依頼文 1
AMR導入に関する本文に出てくる時期（年月）を、登場する順にすべて挙げてください。「同年」と書かれた箇所は年を補って示してください。
依頼文 2
AMR導入に関する本文から、「また「AMR向きの倉庫が別に」で始まり「ったのが2024年5月です。」で終わる部分を、両端の語句も含めてそのまま書き写してください。

掲載本文
────

当社は国内に29の拠点があり、毎月の収支をそれぞれのセンターで出しています。無論、購入した金額、月々の保守メンテナンス費もこの収支の中に入ってくるため、相応の効果を出さないと、高蔵寺センターのマイナス収支もどんどん増えることになります。回収期間の見積もりや、AMR導入後の現実的な生産性をどのように上げていくかの説明に苦心しました。
また「AMR向きの倉庫が別にあるのに、なぜ高蔵寺からなのか?」という意見に対しても説得が必要でした。最終的には、高蔵寺センターがお客様に見学していただけるモデルセンターになっていたということと、荷主様の自動化機器へのご理解が高かったため、先にこちらにAMRを入れるということで社内のコンセンサスを取ることができました。

Q.AMR導入の検討開始と、実際に導入を決定・稼働開始したそれぞれの時期についてお聞かせください。

2023年5月から同年7月初旬までの3ヶ月間と、2023年8月末から同年10月初旬まで、2回のPoC(概念実証)を行いました。このテスト結果を見て本導入を決定し、実際に本導入が始まったのが2024年5月です。

Q.本導入決定までの間に、PoCを2回行っていますが、2回実施した理由と経緯を教えてください。

1回目のPoCでベースにしたロード・アンロードの場所や、作業手順は私の前任者が決めたやり方でした。私が引き継ぎ直後に1回目のPOCを行ったところ、この環境設定は実際に実現したいものと少し乖離があるなと感じました。そこでラピュタさんの担当と話して、PoCを再度行うことができるかを確認したところ、問題ないとの回答でした。

────

データ行
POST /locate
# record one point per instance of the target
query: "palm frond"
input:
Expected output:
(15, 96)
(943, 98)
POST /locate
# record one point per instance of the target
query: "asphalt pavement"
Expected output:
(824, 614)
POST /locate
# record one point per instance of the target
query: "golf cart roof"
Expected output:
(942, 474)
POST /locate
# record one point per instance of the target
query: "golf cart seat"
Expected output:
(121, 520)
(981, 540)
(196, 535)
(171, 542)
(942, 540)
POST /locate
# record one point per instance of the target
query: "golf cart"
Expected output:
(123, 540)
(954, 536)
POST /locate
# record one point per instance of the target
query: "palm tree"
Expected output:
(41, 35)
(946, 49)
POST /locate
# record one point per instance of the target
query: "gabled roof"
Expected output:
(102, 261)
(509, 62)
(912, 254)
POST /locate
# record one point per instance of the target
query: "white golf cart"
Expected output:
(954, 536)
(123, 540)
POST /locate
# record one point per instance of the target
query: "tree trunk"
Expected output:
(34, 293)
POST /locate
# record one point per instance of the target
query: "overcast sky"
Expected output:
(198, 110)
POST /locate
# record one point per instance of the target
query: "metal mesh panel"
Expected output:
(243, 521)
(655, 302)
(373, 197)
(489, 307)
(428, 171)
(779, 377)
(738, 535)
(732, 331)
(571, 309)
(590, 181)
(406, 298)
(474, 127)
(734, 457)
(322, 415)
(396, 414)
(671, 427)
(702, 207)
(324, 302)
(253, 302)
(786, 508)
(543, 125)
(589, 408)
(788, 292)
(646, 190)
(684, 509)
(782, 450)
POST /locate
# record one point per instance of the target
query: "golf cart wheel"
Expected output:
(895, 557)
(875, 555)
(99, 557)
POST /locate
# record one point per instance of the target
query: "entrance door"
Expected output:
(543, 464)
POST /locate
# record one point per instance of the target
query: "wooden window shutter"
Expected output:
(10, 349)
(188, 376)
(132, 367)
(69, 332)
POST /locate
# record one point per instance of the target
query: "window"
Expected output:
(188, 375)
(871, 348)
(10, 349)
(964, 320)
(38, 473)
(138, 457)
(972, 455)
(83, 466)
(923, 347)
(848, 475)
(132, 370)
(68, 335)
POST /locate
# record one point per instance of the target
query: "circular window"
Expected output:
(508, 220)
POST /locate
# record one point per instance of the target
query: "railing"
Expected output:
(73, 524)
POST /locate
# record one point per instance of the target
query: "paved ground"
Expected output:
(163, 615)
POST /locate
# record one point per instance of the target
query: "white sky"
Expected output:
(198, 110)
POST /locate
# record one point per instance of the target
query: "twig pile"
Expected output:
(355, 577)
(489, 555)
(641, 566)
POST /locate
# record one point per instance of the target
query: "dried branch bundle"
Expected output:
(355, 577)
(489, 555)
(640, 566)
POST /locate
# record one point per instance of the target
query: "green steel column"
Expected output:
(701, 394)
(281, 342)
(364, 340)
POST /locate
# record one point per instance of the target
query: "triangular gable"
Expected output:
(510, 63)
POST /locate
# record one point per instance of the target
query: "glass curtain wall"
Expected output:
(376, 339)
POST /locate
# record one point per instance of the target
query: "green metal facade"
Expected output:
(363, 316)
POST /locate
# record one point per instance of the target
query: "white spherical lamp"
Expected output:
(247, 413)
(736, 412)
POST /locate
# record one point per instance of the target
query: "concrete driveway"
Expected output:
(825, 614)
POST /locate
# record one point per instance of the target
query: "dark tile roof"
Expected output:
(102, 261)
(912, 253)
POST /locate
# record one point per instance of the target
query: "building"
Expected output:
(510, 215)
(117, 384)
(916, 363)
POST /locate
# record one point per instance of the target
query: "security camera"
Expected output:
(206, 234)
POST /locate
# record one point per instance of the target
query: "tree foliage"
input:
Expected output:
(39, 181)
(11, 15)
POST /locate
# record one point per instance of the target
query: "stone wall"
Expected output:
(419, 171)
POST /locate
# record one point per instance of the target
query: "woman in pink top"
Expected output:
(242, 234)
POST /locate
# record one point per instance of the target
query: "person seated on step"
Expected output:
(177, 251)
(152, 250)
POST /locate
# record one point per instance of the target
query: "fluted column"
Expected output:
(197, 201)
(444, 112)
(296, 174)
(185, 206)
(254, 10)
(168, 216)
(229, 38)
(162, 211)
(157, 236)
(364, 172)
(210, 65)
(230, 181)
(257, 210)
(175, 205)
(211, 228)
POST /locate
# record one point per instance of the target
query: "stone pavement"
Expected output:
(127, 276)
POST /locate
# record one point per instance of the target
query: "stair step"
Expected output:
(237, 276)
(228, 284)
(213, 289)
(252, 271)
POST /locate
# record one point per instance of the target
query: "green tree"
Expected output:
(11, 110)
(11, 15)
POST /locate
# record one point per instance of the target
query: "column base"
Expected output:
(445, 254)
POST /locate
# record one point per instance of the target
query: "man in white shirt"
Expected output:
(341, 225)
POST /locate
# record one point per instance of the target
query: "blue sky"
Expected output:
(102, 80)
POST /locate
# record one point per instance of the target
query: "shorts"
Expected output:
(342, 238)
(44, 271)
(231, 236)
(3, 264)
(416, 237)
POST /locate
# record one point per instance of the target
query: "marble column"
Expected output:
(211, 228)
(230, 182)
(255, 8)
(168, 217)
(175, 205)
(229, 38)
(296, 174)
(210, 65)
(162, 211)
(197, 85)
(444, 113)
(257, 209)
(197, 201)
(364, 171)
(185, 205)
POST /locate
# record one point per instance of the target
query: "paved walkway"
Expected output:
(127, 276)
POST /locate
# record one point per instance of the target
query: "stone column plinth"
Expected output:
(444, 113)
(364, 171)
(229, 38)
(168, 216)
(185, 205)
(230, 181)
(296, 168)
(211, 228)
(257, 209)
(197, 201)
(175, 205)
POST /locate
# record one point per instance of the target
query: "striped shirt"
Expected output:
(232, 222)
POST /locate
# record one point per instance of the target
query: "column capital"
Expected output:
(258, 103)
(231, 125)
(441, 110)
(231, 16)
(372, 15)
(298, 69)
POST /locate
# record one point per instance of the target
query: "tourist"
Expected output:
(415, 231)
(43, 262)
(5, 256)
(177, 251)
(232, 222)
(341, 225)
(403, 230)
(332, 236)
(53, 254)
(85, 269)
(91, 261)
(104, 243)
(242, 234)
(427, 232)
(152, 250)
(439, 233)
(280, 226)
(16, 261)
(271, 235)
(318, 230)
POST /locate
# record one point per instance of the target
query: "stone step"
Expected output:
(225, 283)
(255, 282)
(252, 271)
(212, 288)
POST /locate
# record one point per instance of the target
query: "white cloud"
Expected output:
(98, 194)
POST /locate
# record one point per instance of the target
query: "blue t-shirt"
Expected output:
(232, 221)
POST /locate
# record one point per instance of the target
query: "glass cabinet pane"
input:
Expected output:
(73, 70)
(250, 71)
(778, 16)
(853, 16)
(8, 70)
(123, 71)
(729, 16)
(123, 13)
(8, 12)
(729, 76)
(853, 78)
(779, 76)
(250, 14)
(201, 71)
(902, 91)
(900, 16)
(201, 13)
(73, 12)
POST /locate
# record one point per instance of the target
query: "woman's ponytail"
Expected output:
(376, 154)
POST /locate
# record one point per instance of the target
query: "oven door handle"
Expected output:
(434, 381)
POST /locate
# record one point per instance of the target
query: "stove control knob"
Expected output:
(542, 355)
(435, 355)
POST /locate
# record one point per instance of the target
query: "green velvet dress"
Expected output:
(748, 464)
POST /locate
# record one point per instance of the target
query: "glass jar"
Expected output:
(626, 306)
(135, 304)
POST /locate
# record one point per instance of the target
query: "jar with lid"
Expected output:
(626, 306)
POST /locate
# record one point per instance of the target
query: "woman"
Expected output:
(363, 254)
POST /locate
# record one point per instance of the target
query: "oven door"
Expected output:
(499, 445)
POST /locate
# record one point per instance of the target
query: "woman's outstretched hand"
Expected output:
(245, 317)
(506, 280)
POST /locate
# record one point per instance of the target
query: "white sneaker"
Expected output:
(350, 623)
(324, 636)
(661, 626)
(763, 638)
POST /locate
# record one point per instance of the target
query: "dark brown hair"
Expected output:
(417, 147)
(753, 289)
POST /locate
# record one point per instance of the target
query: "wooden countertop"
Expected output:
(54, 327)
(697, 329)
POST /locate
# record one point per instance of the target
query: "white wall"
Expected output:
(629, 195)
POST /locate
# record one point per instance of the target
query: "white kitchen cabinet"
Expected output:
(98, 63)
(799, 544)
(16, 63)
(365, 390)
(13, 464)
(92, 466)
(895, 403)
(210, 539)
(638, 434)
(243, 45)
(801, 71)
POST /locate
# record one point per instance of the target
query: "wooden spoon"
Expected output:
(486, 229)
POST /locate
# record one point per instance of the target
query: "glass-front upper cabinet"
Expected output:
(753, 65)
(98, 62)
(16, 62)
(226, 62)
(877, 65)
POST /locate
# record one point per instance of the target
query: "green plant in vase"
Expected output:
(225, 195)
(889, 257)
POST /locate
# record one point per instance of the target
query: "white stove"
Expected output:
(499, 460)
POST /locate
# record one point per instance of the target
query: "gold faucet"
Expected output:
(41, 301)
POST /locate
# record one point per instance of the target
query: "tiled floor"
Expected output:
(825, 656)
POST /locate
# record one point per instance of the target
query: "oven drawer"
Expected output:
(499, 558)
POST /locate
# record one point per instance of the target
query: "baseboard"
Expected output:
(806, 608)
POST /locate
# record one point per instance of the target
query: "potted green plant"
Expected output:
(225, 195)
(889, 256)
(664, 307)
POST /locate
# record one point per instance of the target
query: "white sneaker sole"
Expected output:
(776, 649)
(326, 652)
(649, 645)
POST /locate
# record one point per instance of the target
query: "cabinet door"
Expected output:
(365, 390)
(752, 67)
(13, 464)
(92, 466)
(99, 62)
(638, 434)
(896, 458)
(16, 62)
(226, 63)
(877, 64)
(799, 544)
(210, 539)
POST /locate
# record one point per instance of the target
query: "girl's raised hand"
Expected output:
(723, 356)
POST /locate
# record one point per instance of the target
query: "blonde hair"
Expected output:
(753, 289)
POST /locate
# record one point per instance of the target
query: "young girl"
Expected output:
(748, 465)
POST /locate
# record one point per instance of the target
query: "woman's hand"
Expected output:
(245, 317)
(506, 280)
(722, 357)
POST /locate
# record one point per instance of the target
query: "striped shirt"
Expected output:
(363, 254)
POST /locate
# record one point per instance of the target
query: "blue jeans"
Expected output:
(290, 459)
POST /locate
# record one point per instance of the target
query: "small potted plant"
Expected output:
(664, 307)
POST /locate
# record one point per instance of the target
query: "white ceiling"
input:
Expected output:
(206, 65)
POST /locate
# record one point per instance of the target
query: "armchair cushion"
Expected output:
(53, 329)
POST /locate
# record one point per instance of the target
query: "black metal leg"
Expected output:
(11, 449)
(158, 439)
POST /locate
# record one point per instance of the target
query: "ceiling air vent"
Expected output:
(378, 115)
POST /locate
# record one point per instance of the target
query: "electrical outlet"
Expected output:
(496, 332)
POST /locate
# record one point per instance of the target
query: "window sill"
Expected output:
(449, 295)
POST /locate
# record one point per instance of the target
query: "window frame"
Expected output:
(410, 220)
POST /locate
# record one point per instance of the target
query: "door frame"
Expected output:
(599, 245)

────

出力全文 1
- 2023年5月
- 2023年7月初旬
- 2023年8月末
- 2023年10月初旬
- 2024年5月

出力全文 2
また「AMR向きの倉庫が別にあるのに、なぜ高蔵寺からなのか?」という意見に対しても説得が必要でした。最終的には、高蔵寺センターがお客様に見学していただけるモデルセンターになっていたということと、荷主様の自動化機器へのご理解が高かったため、先にこちらにAMRを入れるということで社内のコンセンサスを取ることができました。

Q.AMR導入の検討開始と、実際に導入を決定・稼働開始したそれぞれの時期についてお聞かせください。

2023年5月から同年7月初旬までの3ヶ月間と、2023年8月末から同年10月初旬まで、2回のPoC(概念実証)を行いました。このテスト結果を見て本導入を決定し、実際に本導入が始まったのが2024年5月です。